#### SOURCE MATERIAL:
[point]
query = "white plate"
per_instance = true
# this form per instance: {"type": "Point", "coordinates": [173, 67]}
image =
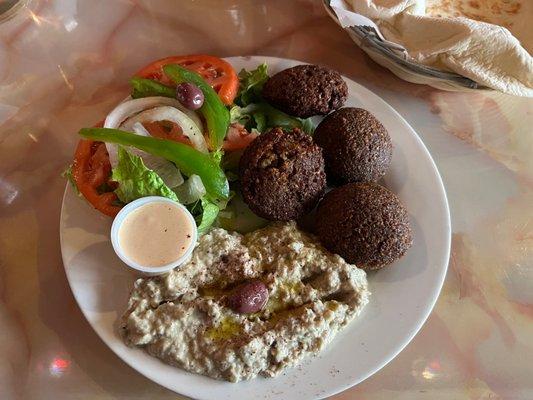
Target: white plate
{"type": "Point", "coordinates": [402, 295]}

#### THE TASK:
Strip the images and return the remaining data exactly.

#### ANSWER BOX:
[point]
query = "white plate"
per_instance = true
# this form per instance: {"type": "Point", "coordinates": [173, 67]}
image =
Target: white plate
{"type": "Point", "coordinates": [402, 295]}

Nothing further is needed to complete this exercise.